_DIRECTIONS:_ List every line in the material below that contains the string "wall", copying each such line in full. Matching is case-sensitive.
------------------------
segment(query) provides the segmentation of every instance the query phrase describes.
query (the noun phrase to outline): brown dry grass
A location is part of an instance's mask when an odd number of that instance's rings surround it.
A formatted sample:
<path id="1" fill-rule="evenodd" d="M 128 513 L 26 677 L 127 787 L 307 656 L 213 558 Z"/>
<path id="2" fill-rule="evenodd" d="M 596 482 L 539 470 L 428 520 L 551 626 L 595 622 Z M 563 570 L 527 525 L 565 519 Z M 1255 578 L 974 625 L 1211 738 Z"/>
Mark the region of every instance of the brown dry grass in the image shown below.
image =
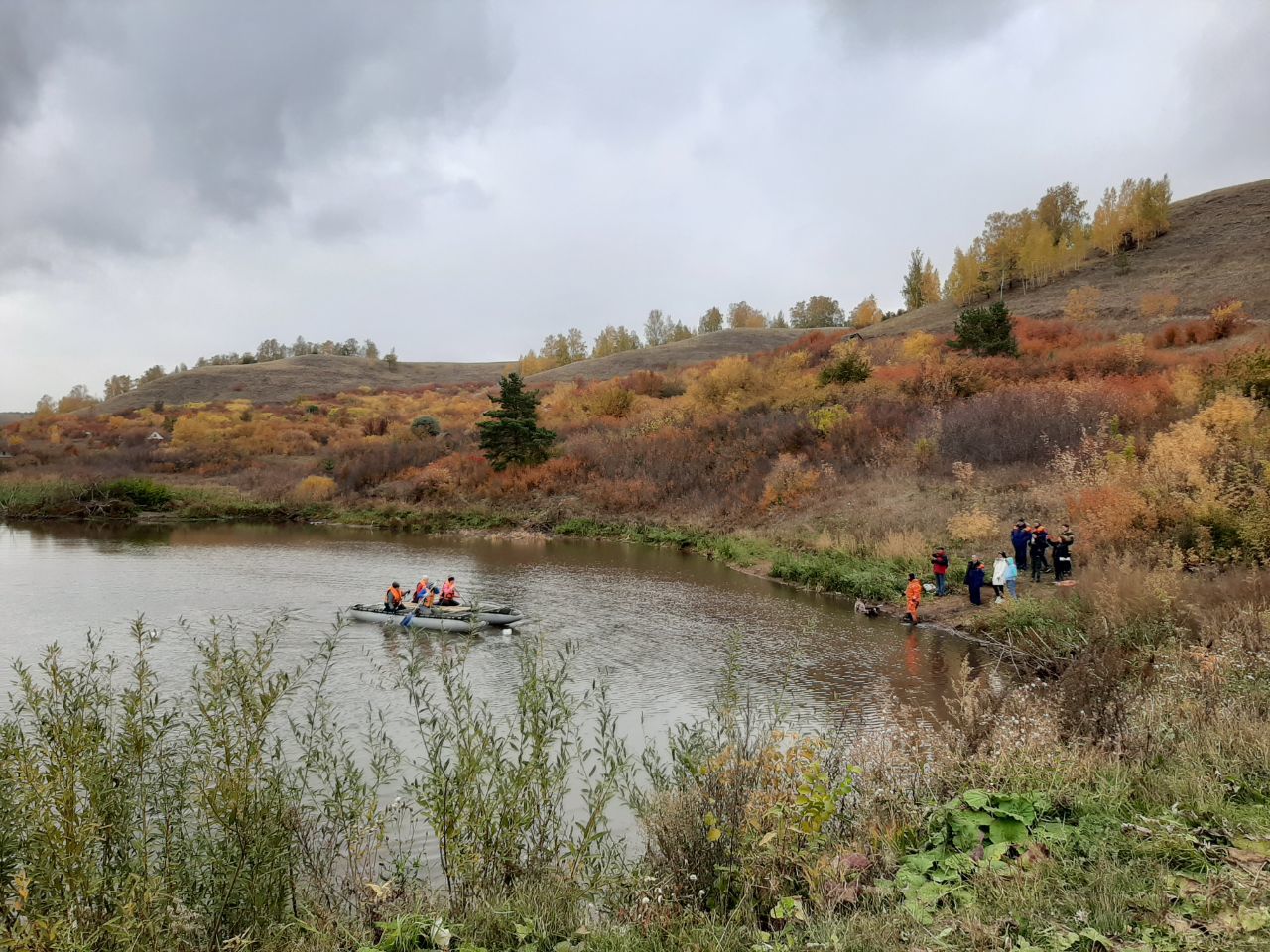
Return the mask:
<path id="1" fill-rule="evenodd" d="M 1144 248 L 1129 254 L 1129 270 L 1118 274 L 1110 258 L 1024 293 L 1006 293 L 1010 310 L 1024 317 L 1060 317 L 1067 293 L 1091 286 L 1100 292 L 1096 324 L 1143 325 L 1144 294 L 1176 294 L 1177 314 L 1206 316 L 1228 298 L 1243 301 L 1256 320 L 1270 320 L 1270 179 L 1208 192 L 1175 202 L 1171 225 Z M 941 301 L 879 324 L 865 336 L 951 330 L 961 308 Z"/>
<path id="2" fill-rule="evenodd" d="M 638 371 L 669 371 L 692 367 L 710 360 L 738 354 L 762 354 L 791 344 L 808 331 L 795 327 L 765 327 L 720 330 L 700 338 L 677 340 L 673 344 L 650 347 L 641 350 L 626 350 L 621 354 L 599 357 L 594 360 L 578 360 L 564 367 L 532 374 L 533 383 L 552 381 L 610 380 L 625 377 Z"/>
<path id="3" fill-rule="evenodd" d="M 536 383 L 552 381 L 610 380 L 636 371 L 664 371 L 718 360 L 734 354 L 757 354 L 798 340 L 806 331 L 721 330 L 704 338 L 674 344 L 632 350 L 594 360 L 544 371 L 530 377 Z M 250 400 L 254 404 L 279 404 L 306 396 L 340 393 L 371 387 L 372 390 L 413 390 L 428 385 L 495 383 L 500 374 L 514 369 L 516 362 L 484 363 L 411 363 L 401 360 L 390 369 L 382 360 L 359 357 L 310 354 L 286 360 L 222 367 L 196 367 L 146 383 L 130 393 L 112 397 L 93 407 L 93 414 L 121 414 L 150 406 L 161 400 L 165 406 L 212 402 L 216 400 Z M 13 423 L 14 420 L 8 420 Z"/>
<path id="4" fill-rule="evenodd" d="M 309 354 L 268 363 L 196 367 L 146 383 L 130 393 L 112 397 L 93 409 L 99 414 L 118 414 L 150 406 L 163 400 L 168 406 L 250 400 L 254 404 L 282 404 L 304 396 L 373 390 L 411 390 L 429 383 L 493 383 L 507 371 L 505 362 L 489 363 L 408 363 L 390 369 L 382 360 L 361 357 Z"/>

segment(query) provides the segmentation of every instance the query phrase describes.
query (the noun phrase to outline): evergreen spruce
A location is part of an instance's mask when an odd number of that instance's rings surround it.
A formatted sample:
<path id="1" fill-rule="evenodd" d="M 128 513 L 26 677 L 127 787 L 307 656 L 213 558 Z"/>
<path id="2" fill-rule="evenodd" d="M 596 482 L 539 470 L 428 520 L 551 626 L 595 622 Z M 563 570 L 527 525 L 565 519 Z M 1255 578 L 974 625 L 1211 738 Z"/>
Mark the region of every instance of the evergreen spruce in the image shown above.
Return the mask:
<path id="1" fill-rule="evenodd" d="M 1001 301 L 992 307 L 963 311 L 954 330 L 956 339 L 949 341 L 950 348 L 969 350 L 978 357 L 1019 357 L 1015 325 Z"/>
<path id="2" fill-rule="evenodd" d="M 538 392 L 526 390 L 521 374 L 509 373 L 498 382 L 485 423 L 478 423 L 480 448 L 495 470 L 533 466 L 547 458 L 555 433 L 538 426 Z"/>

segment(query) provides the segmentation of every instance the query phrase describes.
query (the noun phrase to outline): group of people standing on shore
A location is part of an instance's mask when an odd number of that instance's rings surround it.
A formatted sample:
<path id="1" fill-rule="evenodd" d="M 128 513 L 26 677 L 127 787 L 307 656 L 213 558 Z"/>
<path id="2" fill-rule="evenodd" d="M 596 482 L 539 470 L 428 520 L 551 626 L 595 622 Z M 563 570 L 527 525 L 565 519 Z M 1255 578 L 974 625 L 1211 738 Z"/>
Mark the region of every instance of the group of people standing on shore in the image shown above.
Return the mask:
<path id="1" fill-rule="evenodd" d="M 996 604 L 1006 599 L 1019 598 L 1019 572 L 1031 567 L 1033 581 L 1040 581 L 1043 575 L 1053 572 L 1054 583 L 1067 581 L 1072 578 L 1072 546 L 1076 545 L 1076 536 L 1072 527 L 1063 523 L 1058 532 L 1050 532 L 1036 520 L 1029 523 L 1020 519 L 1015 523 L 1010 533 L 1010 542 L 1015 553 L 998 552 L 992 564 L 992 574 L 988 575 L 987 565 L 977 556 L 965 567 L 965 585 L 970 593 L 970 603 L 983 604 L 983 588 L 992 585 L 996 594 Z M 1050 566 L 1048 553 L 1053 550 L 1054 564 Z M 935 575 L 935 597 L 942 598 L 949 594 L 947 589 L 949 555 L 945 550 L 937 548 L 931 553 L 931 572 Z M 989 581 L 991 578 L 991 581 Z M 908 609 L 904 619 L 917 622 L 917 608 L 922 602 L 926 586 L 914 574 L 908 576 L 908 586 L 904 589 L 904 602 Z"/>

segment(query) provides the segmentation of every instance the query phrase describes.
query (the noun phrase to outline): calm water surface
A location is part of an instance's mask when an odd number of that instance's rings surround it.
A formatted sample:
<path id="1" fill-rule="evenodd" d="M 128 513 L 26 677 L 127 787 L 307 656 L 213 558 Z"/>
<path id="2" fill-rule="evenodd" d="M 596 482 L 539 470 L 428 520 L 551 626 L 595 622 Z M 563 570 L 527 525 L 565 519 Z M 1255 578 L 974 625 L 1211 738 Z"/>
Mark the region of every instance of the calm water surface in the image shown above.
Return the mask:
<path id="1" fill-rule="evenodd" d="M 950 677 L 975 649 L 937 631 L 861 618 L 851 603 L 795 592 L 697 556 L 599 542 L 471 539 L 300 526 L 0 524 L 0 659 L 34 661 L 51 641 L 83 650 L 99 632 L 126 650 L 130 622 L 163 631 L 155 663 L 177 689 L 193 663 L 192 631 L 212 617 L 258 626 L 291 616 L 281 645 L 298 660 L 354 602 L 390 581 L 455 575 L 466 597 L 516 604 L 533 621 L 517 635 L 470 638 L 385 632 L 351 623 L 331 687 L 351 722 L 376 698 L 377 673 L 404 638 L 442 652 L 469 647 L 478 691 L 505 707 L 517 641 L 573 641 L 580 682 L 603 678 L 629 740 L 660 736 L 704 711 L 728 646 L 759 698 L 779 694 L 845 730 L 885 727 L 897 712 L 939 717 Z"/>

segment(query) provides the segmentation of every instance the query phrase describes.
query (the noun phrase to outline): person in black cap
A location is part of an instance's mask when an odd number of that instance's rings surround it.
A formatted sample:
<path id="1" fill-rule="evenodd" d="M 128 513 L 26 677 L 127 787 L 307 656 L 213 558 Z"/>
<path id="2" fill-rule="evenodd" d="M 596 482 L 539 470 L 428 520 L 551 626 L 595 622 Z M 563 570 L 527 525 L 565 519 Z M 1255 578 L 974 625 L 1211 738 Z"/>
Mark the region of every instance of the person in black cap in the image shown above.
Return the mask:
<path id="1" fill-rule="evenodd" d="M 1031 529 L 1027 520 L 1020 519 L 1015 523 L 1013 532 L 1010 533 L 1010 545 L 1015 547 L 1015 565 L 1020 571 L 1027 570 L 1027 545 L 1031 542 Z"/>

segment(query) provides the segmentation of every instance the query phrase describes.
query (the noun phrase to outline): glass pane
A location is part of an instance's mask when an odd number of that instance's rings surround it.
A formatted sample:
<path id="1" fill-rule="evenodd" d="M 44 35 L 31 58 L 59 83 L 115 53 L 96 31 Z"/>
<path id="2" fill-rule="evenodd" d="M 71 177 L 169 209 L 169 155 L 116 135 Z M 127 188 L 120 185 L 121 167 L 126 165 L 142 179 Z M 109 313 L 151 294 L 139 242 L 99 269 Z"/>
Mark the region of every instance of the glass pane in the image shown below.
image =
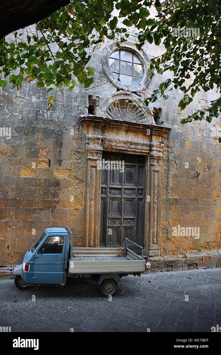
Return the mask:
<path id="1" fill-rule="evenodd" d="M 116 52 L 114 52 L 113 53 L 112 53 L 110 56 L 111 58 L 116 58 L 116 59 L 118 59 L 119 54 L 119 51 L 118 50 Z"/>
<path id="2" fill-rule="evenodd" d="M 132 63 L 121 60 L 121 73 L 122 74 L 127 74 L 128 75 L 132 75 Z"/>
<path id="3" fill-rule="evenodd" d="M 121 74 L 120 75 L 121 81 L 122 84 L 124 84 L 125 85 L 132 85 L 132 77 L 128 76 L 128 75 L 123 75 Z"/>
<path id="4" fill-rule="evenodd" d="M 143 76 L 143 67 L 140 64 L 133 65 L 133 75 L 136 76 Z"/>
<path id="5" fill-rule="evenodd" d="M 64 237 L 61 236 L 50 235 L 38 251 L 41 254 L 42 248 L 44 248 L 44 254 L 62 254 L 64 244 Z"/>
<path id="6" fill-rule="evenodd" d="M 116 59 L 111 59 L 110 58 L 109 59 L 109 65 L 111 69 L 111 71 L 116 72 L 119 73 L 119 60 Z"/>
<path id="7" fill-rule="evenodd" d="M 141 78 L 138 78 L 137 76 L 134 76 L 133 78 L 133 85 L 137 85 L 141 81 Z"/>
<path id="8" fill-rule="evenodd" d="M 114 75 L 115 79 L 116 79 L 116 80 L 117 80 L 117 78 L 119 77 L 119 74 L 116 73 L 112 73 L 112 74 Z"/>
<path id="9" fill-rule="evenodd" d="M 133 55 L 133 62 L 134 63 L 138 63 L 139 64 L 142 64 L 141 62 L 139 59 L 138 57 L 136 55 L 136 54 Z"/>
<path id="10" fill-rule="evenodd" d="M 121 60 L 126 60 L 132 62 L 132 52 L 128 50 L 121 51 Z"/>

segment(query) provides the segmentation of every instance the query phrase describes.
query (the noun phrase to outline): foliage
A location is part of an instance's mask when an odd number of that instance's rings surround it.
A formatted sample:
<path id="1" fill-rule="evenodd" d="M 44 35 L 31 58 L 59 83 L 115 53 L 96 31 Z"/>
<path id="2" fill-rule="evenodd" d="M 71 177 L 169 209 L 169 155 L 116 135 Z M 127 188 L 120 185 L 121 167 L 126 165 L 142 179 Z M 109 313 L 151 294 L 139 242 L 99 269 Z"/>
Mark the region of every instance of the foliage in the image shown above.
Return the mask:
<path id="1" fill-rule="evenodd" d="M 159 95 L 167 99 L 170 87 L 170 91 L 179 88 L 183 93 L 178 104 L 183 110 L 198 91 L 215 88 L 221 93 L 221 3 L 220 0 L 75 0 L 35 24 L 32 33 L 26 28 L 15 32 L 12 41 L 7 36 L 0 40 L 0 86 L 4 88 L 5 79 L 10 75 L 12 88 L 17 90 L 23 81 L 36 78 L 38 87 L 48 88 L 46 93 L 63 85 L 72 91 L 77 82 L 89 87 L 94 70 L 87 65 L 91 57 L 87 48 L 93 46 L 95 50 L 105 38 L 114 39 L 117 33 L 123 42 L 129 36 L 128 28 L 134 26 L 139 31 L 138 49 L 145 40 L 156 46 L 162 44 L 166 49 L 161 56 L 151 60 L 150 78 L 156 71 L 162 75 L 169 70 L 174 76 L 154 91 L 145 100 L 146 104 L 154 102 Z M 153 5 L 155 17 L 149 11 Z M 118 10 L 118 16 L 112 15 L 114 9 Z M 122 18 L 124 26 L 120 27 Z M 199 29 L 199 36 L 193 35 L 191 31 L 181 35 L 184 28 Z M 178 28 L 179 36 L 175 31 Z M 55 102 L 50 97 L 48 109 Z M 210 122 L 213 117 L 218 116 L 221 107 L 220 97 L 181 123 L 205 118 Z"/>

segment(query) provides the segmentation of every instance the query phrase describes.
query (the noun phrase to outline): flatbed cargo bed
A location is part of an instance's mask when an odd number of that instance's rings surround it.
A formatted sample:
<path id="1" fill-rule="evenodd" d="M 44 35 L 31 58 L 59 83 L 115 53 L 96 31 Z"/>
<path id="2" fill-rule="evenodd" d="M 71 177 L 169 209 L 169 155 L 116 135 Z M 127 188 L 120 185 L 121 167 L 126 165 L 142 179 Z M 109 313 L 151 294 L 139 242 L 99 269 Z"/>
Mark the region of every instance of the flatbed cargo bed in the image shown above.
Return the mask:
<path id="1" fill-rule="evenodd" d="M 145 264 L 127 248 L 73 248 L 68 274 L 143 273 Z"/>

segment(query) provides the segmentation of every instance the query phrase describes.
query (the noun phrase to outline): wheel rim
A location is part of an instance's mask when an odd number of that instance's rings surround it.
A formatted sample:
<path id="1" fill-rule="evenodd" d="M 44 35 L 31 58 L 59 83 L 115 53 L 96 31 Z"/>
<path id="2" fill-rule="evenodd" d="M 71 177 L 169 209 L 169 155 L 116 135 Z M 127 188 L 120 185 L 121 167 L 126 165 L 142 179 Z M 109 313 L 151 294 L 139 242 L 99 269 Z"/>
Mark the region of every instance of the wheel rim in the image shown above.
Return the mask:
<path id="1" fill-rule="evenodd" d="M 115 290 L 116 286 L 114 283 L 108 282 L 104 285 L 104 292 L 105 295 L 111 295 Z"/>
<path id="2" fill-rule="evenodd" d="M 21 276 L 20 276 L 18 279 L 18 283 L 20 287 L 26 287 L 28 286 L 28 284 L 26 284 L 26 282 L 23 281 Z"/>

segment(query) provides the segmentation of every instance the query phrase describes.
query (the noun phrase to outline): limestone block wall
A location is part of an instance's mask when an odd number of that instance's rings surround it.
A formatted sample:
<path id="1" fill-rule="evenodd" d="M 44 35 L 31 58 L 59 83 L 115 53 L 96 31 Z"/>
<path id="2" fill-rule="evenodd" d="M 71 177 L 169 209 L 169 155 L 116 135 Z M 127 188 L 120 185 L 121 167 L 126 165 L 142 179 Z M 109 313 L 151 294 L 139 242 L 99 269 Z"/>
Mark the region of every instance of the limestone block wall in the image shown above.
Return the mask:
<path id="1" fill-rule="evenodd" d="M 129 40 L 134 42 L 134 36 Z M 79 84 L 72 92 L 64 87 L 57 89 L 56 103 L 49 112 L 49 95 L 45 89 L 36 88 L 35 81 L 24 82 L 17 92 L 7 83 L 1 92 L 0 127 L 11 128 L 10 139 L 0 137 L 1 266 L 22 262 L 46 227 L 67 224 L 74 233 L 74 246 L 84 245 L 85 142 L 79 118 L 88 114 L 89 95 L 100 103 L 116 92 L 102 67 L 108 43 L 93 53 L 89 49 L 88 65 L 95 69 L 91 87 L 85 89 Z M 148 43 L 144 48 L 150 58 L 164 50 Z M 141 92 L 142 98 L 170 75 L 156 75 Z M 221 127 L 220 116 L 210 124 L 204 120 L 184 126 L 179 123 L 217 94 L 215 90 L 198 92 L 183 111 L 178 107 L 182 93 L 176 90 L 168 95 L 168 100 L 159 98 L 150 108 L 162 108 L 163 124 L 172 129 L 165 142 L 161 178 L 161 257 L 165 260 L 221 249 L 221 147 L 219 136 L 211 130 Z M 199 227 L 199 238 L 173 236 L 172 228 L 178 225 Z"/>

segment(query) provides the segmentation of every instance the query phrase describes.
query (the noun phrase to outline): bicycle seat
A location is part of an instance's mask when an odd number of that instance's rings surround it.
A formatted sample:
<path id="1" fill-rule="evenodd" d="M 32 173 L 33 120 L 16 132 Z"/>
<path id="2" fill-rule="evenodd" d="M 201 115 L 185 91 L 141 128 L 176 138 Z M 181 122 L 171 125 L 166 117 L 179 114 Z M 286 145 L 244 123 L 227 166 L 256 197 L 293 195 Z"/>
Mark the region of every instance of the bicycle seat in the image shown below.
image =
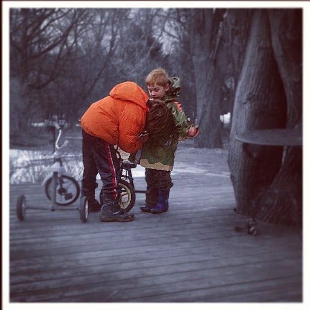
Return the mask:
<path id="1" fill-rule="evenodd" d="M 131 169 L 132 168 L 136 168 L 137 165 L 129 161 L 125 161 L 123 162 L 123 167 L 125 169 Z"/>

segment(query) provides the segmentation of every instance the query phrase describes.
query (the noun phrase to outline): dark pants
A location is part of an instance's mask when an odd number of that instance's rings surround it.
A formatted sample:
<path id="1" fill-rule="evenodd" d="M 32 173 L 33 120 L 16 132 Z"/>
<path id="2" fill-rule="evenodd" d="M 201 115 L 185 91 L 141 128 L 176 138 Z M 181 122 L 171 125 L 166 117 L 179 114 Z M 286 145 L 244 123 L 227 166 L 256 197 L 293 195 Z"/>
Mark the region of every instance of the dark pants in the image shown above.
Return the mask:
<path id="1" fill-rule="evenodd" d="M 158 202 L 159 191 L 167 190 L 173 186 L 170 174 L 171 171 L 145 168 L 146 207 L 154 207 Z"/>
<path id="2" fill-rule="evenodd" d="M 82 131 L 82 152 L 84 170 L 82 188 L 95 188 L 96 177 L 99 173 L 103 183 L 100 197 L 104 203 L 114 201 L 117 195 L 118 175 L 120 160 L 114 146 Z"/>

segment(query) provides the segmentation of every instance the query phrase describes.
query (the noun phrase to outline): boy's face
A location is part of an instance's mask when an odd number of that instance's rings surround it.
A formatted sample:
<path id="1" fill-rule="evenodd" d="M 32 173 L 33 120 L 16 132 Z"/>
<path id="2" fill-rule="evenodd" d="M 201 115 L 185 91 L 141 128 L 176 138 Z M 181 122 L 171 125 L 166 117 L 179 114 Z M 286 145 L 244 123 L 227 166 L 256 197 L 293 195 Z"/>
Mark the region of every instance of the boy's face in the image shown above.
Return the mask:
<path id="1" fill-rule="evenodd" d="M 150 98 L 161 100 L 166 95 L 166 92 L 169 89 L 169 85 L 167 84 L 166 86 L 162 86 L 155 84 L 152 86 L 147 86 L 147 90 Z"/>

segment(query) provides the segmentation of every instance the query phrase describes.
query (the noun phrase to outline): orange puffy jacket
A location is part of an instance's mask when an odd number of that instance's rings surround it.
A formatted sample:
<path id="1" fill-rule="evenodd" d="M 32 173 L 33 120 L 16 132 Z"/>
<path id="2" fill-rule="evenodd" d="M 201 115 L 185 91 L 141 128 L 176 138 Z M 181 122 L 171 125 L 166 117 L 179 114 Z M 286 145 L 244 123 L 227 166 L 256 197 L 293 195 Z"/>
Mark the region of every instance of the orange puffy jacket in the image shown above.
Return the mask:
<path id="1" fill-rule="evenodd" d="M 81 120 L 82 128 L 128 152 L 137 151 L 138 136 L 145 125 L 148 96 L 132 82 L 118 84 L 109 96 L 93 103 Z"/>

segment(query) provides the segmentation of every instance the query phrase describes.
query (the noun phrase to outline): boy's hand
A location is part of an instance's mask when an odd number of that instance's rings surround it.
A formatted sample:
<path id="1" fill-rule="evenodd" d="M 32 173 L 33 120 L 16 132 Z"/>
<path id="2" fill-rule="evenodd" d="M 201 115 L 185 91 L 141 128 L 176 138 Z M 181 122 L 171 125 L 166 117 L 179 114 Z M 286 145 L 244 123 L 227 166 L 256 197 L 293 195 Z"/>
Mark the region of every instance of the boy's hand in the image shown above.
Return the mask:
<path id="1" fill-rule="evenodd" d="M 146 131 L 143 131 L 143 132 L 138 136 L 138 139 L 139 139 L 142 143 L 148 141 L 149 138 L 149 134 Z"/>
<path id="2" fill-rule="evenodd" d="M 191 138 L 195 137 L 198 134 L 198 132 L 199 130 L 196 126 L 190 126 L 187 130 L 187 136 L 190 137 Z"/>

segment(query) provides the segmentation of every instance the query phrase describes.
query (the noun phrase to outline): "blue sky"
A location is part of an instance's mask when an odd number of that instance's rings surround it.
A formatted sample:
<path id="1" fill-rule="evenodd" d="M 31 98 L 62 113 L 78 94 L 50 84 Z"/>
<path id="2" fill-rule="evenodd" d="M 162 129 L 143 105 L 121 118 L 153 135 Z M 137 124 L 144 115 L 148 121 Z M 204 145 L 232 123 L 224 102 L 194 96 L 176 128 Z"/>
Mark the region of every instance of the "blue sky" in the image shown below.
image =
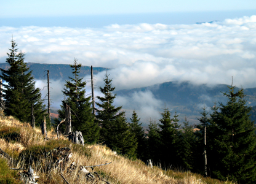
------------------------
_RESPONSE TO THE EXERCISE:_
query (the noun phrase to outline): limestone block wall
Mark the region of every instance of the limestone block wall in the image shown above.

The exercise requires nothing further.